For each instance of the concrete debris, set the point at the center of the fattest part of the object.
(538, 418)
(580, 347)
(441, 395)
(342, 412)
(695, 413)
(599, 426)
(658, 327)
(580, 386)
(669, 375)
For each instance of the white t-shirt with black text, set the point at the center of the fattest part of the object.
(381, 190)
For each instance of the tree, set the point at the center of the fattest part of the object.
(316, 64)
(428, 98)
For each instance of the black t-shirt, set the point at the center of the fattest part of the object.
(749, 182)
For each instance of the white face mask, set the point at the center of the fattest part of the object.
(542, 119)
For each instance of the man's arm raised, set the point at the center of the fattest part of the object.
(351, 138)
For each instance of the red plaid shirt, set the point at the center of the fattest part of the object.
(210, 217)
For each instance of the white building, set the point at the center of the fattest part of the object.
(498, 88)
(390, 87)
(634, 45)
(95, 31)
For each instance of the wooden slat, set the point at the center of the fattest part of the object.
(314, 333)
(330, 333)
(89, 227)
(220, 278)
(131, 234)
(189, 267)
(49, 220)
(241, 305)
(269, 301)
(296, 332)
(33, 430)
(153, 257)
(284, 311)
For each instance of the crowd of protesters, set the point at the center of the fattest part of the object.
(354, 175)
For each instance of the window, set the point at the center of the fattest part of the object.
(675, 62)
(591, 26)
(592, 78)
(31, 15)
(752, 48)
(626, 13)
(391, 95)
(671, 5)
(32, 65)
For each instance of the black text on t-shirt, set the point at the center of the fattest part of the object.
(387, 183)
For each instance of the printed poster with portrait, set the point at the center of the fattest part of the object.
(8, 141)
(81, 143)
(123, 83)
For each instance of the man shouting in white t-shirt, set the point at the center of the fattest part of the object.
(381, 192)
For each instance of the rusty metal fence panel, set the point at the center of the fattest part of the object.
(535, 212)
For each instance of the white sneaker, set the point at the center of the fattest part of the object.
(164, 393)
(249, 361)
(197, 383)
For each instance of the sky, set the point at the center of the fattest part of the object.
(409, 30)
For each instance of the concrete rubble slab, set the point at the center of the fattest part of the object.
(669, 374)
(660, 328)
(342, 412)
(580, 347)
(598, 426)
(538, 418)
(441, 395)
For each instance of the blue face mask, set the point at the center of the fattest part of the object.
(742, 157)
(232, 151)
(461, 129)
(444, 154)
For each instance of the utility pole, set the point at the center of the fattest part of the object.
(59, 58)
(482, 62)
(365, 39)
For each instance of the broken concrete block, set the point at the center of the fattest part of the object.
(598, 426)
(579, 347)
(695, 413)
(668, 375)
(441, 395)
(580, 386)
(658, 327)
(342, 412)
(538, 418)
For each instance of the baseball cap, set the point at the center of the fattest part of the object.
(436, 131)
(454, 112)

------------------------------------------------

# PROBLEM STATEMENT
Please write out the records from the line with "For each instance of the blue" up to and including the last line of the records, switching "fattest" to "widest" and leaving everything else as it is.

# ANSWER IN FULL
For each instance of the blue face mask, set the point at the center of the widest part of the object.
(742, 157)
(232, 151)
(461, 129)
(444, 154)
For each instance of the utility pole, set the point at the center of the widest part of the object.
(59, 58)
(482, 62)
(365, 39)
For each instance of the broken concrete block, set the point at the center of the widest part of the object.
(598, 426)
(579, 347)
(695, 413)
(668, 375)
(441, 395)
(580, 386)
(658, 327)
(342, 412)
(538, 418)
For each instance of the baseball cap, set the point at the center of the widest part of the object.
(436, 131)
(454, 112)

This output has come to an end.